> [Do this] Reproduce word for word everything in the entries below from the line containing "Target: white cloud" down to the line containing "POLYGON ((322 41, 318", including both of those lines.

> [Task input]
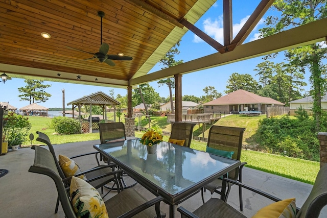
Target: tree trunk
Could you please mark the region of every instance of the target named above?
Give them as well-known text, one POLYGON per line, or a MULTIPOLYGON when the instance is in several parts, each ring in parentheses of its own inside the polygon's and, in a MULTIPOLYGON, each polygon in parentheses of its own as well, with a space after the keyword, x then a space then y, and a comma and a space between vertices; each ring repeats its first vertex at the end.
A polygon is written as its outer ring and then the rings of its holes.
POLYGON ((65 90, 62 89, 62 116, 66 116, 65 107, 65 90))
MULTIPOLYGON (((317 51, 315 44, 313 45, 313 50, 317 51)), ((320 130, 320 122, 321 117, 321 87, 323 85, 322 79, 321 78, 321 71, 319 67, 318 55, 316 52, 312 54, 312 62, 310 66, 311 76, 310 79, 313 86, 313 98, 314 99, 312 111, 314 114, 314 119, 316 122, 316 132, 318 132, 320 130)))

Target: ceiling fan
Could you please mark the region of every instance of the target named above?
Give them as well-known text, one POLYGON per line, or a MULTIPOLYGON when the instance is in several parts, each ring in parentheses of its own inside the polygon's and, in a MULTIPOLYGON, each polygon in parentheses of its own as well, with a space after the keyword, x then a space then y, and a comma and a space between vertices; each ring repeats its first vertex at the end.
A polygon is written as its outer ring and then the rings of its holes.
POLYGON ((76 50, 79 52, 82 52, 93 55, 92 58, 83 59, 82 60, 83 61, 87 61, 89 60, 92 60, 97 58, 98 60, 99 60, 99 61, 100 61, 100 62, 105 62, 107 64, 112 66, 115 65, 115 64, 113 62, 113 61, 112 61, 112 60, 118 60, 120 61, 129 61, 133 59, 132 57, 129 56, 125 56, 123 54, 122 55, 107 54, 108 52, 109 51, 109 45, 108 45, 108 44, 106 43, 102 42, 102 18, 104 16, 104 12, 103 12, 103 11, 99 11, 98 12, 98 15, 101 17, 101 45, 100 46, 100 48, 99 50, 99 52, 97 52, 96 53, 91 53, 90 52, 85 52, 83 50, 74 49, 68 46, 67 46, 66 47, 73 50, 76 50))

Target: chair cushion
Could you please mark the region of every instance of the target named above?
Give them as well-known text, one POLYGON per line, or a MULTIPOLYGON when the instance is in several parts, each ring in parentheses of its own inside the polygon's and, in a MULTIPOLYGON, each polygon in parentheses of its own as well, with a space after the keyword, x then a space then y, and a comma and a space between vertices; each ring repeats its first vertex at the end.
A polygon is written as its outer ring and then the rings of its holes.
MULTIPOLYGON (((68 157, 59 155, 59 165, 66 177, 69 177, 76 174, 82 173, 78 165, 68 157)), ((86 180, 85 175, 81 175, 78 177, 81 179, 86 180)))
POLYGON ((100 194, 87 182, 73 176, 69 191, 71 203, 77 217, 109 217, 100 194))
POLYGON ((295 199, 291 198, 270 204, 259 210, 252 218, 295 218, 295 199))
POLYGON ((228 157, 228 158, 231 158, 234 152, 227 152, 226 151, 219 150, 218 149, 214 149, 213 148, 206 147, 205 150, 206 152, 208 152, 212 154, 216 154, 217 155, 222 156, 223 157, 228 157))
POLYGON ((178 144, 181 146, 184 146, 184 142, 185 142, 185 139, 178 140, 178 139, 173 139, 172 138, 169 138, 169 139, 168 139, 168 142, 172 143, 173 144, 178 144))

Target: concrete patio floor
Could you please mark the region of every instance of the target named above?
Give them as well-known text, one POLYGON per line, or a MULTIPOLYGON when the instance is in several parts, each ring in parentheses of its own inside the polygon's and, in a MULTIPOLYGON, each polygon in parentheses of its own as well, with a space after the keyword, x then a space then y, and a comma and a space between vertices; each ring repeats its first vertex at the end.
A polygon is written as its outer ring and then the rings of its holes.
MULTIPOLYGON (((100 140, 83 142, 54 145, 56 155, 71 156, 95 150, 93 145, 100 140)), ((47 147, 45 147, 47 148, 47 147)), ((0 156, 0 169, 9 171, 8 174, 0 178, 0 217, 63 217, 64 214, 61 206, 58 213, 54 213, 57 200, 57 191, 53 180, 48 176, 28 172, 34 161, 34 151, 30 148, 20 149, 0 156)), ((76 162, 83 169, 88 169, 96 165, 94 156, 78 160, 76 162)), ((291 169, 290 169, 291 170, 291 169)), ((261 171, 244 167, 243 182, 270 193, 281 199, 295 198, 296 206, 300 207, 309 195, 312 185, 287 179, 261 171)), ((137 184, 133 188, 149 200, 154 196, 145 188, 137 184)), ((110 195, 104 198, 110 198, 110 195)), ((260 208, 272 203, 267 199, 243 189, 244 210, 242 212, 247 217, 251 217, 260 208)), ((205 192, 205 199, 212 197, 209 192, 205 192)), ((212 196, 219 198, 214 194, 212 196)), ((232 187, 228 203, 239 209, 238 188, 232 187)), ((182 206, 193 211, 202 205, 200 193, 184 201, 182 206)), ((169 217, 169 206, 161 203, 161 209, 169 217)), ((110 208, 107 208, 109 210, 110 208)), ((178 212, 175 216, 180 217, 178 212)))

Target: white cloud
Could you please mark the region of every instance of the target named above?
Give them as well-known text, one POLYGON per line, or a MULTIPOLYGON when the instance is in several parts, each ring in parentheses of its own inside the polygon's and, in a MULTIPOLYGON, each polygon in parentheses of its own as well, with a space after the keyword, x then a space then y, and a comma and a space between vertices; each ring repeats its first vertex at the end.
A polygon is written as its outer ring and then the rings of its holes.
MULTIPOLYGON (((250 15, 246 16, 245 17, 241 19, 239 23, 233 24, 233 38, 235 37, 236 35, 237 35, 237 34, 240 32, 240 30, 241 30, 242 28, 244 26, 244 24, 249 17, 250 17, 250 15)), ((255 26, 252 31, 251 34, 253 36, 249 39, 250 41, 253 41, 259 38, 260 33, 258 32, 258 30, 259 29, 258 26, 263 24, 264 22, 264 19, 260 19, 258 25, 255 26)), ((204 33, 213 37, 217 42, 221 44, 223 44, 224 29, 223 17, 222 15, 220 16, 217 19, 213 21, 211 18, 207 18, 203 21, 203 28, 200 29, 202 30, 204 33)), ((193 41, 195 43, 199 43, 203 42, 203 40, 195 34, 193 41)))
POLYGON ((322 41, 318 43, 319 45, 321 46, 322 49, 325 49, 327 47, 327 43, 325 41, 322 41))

---

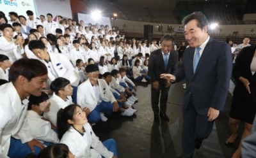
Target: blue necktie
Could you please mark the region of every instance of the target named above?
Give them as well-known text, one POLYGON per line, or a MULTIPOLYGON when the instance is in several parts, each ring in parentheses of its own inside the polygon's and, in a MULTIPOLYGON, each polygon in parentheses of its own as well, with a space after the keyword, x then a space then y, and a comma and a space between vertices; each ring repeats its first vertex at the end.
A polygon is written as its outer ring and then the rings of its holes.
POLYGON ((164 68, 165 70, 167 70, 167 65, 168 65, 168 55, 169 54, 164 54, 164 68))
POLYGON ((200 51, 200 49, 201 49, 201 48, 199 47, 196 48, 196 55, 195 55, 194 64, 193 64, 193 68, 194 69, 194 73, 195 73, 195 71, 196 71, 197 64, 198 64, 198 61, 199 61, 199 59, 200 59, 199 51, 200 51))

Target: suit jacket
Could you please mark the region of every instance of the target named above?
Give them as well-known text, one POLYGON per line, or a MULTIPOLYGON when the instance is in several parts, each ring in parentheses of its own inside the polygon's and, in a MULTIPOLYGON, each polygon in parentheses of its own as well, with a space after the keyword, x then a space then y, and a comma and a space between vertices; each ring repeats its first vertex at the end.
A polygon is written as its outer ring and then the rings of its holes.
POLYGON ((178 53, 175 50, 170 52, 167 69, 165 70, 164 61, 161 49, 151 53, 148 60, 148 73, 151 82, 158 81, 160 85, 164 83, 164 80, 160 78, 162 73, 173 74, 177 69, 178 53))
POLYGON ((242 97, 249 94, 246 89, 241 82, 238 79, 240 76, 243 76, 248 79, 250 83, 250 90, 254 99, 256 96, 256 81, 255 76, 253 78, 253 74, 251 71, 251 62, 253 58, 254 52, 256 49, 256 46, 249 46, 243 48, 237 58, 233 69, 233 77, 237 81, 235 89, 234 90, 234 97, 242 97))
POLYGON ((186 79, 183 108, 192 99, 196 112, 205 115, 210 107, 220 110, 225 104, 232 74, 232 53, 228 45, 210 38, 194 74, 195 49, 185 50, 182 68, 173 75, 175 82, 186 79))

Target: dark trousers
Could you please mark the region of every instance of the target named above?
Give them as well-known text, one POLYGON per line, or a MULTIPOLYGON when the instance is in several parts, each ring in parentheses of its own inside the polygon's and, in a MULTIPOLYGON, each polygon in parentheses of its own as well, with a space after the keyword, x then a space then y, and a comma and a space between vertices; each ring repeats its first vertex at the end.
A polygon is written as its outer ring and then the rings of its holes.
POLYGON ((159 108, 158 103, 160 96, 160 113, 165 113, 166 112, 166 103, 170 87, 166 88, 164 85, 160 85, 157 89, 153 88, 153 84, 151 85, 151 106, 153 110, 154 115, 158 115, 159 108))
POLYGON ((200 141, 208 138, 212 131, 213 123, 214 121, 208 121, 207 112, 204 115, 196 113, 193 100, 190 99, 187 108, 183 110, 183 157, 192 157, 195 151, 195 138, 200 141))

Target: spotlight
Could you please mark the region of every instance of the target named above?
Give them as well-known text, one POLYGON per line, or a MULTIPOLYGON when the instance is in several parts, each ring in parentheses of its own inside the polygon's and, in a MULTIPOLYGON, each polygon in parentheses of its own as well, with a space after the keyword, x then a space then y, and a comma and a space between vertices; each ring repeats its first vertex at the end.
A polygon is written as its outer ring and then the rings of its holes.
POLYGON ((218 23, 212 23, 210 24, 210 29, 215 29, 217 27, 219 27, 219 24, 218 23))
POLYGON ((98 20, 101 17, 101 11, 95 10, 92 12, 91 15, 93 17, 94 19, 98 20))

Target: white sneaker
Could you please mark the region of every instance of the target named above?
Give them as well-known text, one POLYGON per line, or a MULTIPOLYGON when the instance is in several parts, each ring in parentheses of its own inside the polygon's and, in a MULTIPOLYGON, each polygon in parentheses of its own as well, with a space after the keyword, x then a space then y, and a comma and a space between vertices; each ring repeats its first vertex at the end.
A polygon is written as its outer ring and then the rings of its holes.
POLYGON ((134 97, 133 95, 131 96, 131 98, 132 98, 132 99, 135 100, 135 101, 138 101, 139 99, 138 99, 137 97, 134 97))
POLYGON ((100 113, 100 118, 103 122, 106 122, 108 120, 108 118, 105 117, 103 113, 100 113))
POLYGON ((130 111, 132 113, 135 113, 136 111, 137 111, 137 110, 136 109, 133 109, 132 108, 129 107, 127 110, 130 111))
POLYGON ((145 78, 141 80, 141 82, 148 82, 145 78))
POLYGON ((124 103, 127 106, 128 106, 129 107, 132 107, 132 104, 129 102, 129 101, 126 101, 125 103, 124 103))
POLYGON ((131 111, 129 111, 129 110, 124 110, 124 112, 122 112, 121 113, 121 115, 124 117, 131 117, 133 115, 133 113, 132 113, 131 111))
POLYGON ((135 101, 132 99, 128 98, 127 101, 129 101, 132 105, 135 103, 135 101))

* * *

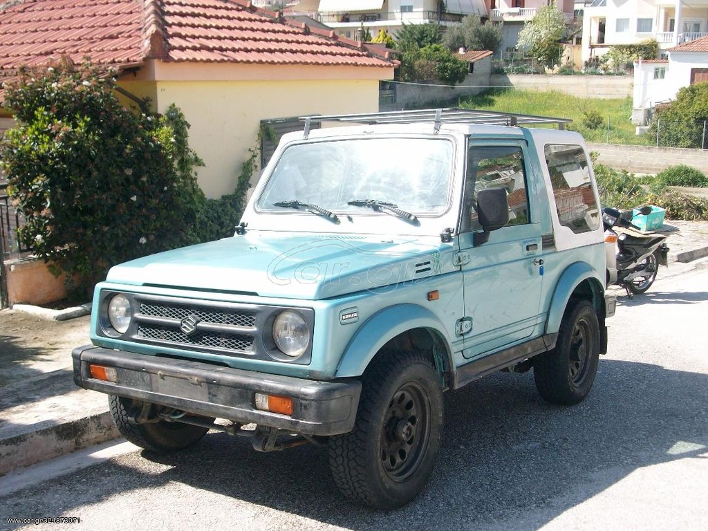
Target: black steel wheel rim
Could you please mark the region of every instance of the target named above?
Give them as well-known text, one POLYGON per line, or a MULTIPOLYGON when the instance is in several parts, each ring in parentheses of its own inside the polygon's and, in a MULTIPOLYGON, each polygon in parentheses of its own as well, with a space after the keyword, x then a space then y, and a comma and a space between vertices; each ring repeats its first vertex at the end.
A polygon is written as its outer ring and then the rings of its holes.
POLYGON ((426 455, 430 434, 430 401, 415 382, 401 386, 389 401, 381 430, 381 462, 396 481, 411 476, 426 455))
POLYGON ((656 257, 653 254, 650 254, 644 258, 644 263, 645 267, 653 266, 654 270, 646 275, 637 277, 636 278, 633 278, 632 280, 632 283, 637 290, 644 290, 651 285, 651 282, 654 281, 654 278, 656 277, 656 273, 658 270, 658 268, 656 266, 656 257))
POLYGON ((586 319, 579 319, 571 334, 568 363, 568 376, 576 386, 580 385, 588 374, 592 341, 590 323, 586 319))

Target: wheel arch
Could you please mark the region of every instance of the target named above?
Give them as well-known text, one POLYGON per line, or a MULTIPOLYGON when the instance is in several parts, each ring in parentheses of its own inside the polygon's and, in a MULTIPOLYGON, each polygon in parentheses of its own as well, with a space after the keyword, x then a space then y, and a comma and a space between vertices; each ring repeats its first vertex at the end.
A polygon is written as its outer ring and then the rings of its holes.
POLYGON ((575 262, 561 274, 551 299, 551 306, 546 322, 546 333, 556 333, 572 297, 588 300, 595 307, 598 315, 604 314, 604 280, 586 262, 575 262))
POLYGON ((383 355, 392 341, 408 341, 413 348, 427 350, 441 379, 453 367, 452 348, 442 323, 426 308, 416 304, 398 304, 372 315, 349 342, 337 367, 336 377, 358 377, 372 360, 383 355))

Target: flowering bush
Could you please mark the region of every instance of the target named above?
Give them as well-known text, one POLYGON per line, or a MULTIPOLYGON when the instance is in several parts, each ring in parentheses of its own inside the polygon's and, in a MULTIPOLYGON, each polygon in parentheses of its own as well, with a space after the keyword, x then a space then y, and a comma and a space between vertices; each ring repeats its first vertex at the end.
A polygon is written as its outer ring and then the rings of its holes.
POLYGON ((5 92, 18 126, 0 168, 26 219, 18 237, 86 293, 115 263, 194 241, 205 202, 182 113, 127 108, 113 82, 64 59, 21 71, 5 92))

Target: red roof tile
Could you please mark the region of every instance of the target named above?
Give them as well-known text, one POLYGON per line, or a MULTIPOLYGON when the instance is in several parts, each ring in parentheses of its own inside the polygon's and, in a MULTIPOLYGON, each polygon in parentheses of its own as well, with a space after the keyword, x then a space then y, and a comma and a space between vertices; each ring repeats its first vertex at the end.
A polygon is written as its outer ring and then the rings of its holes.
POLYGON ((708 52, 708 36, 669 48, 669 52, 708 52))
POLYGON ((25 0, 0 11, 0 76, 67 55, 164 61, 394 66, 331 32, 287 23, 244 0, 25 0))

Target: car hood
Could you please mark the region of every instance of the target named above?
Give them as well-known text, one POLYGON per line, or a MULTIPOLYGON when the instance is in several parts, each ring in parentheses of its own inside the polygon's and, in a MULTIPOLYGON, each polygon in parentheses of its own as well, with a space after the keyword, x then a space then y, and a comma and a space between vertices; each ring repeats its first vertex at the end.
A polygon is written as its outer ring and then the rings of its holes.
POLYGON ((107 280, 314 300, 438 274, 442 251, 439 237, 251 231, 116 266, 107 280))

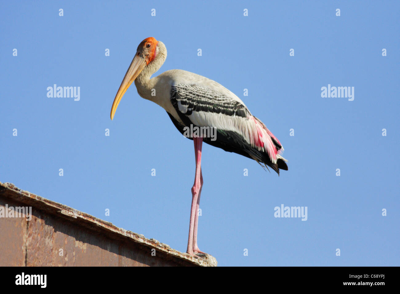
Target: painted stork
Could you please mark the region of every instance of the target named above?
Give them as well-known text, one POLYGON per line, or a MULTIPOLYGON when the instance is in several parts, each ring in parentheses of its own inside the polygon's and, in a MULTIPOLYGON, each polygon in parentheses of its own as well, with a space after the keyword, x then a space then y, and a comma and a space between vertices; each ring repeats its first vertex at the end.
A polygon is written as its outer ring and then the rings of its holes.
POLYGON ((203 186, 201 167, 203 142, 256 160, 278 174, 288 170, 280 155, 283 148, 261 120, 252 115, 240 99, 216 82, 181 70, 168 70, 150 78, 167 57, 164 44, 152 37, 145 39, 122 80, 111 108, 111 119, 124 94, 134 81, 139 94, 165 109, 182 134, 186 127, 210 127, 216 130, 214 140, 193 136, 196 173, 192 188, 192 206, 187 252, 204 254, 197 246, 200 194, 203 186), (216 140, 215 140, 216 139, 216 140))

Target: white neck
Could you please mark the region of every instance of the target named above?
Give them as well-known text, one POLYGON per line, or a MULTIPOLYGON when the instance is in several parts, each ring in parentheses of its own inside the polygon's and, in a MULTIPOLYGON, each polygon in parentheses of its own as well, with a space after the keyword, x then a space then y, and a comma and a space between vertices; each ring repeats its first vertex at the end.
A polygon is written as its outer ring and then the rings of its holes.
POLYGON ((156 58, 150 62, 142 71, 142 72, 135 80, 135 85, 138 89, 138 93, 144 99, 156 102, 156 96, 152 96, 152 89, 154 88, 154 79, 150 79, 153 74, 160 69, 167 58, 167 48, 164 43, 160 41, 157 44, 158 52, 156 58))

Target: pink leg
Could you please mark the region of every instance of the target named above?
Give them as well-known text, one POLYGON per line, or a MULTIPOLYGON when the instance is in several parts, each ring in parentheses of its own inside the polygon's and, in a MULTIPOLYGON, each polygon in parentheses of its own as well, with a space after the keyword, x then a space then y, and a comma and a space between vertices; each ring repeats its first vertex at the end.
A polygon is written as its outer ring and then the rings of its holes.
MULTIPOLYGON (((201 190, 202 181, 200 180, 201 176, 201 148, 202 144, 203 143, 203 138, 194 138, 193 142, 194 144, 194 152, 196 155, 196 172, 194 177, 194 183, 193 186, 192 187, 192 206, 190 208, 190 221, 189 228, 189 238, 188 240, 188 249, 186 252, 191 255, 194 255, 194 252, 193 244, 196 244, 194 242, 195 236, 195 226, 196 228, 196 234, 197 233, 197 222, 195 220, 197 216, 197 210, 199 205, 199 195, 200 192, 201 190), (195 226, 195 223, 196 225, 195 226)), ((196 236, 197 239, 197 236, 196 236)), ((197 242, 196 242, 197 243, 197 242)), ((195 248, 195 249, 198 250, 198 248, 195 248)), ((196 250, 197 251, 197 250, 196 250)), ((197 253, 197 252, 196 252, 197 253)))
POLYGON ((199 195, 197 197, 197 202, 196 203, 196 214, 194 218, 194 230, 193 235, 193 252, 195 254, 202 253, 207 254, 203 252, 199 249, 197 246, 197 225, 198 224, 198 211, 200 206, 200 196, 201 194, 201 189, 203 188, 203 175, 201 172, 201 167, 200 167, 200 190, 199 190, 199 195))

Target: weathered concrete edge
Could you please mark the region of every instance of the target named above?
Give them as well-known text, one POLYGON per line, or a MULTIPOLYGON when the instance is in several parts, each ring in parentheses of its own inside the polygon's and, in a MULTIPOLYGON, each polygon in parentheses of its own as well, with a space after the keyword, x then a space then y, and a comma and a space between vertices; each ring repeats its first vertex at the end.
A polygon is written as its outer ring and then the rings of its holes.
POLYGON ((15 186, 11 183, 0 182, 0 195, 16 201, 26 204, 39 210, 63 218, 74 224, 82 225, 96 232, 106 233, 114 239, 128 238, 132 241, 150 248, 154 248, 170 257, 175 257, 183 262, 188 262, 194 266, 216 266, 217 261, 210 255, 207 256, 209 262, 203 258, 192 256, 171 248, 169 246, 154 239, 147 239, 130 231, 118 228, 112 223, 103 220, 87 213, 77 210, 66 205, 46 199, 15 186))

> [Full solution]
Target: white cloud
Could you please mark the region of every instance of the target named above?
Give them as well-known text, one POLYGON per line, or a MULTIPOLYGON when the instance is in several parts, each ring in parentheses of its own inside the polygon's and, in a MULTIPOLYGON, each polygon in parentheses of its own as well, with a space after the keyword, x then a space then y, and a comma and a space between vertices; each ring repeats its first vertex at the end.
A polygon is written as its outer ring and then the rings of its holes.
MULTIPOLYGON (((250 15, 246 16, 245 17, 241 19, 239 23, 233 24, 233 38, 235 37, 236 35, 237 35, 237 34, 240 32, 240 30, 241 30, 242 28, 244 26, 244 24, 249 17, 250 17, 250 15)), ((255 26, 252 31, 251 34, 253 36, 249 39, 250 41, 253 41, 259 38, 260 33, 258 32, 258 30, 259 29, 258 26, 263 24, 264 22, 264 19, 260 19, 258 25, 255 26)), ((204 33, 213 37, 217 42, 221 44, 223 44, 224 29, 223 17, 222 15, 220 16, 217 19, 213 21, 211 18, 207 18, 203 21, 203 28, 200 29, 202 30, 204 33)), ((193 41, 195 43, 199 43, 203 42, 203 40, 195 34, 193 41)))
POLYGON ((322 41, 318 43, 319 45, 321 46, 322 49, 325 49, 327 47, 327 43, 325 41, 322 41))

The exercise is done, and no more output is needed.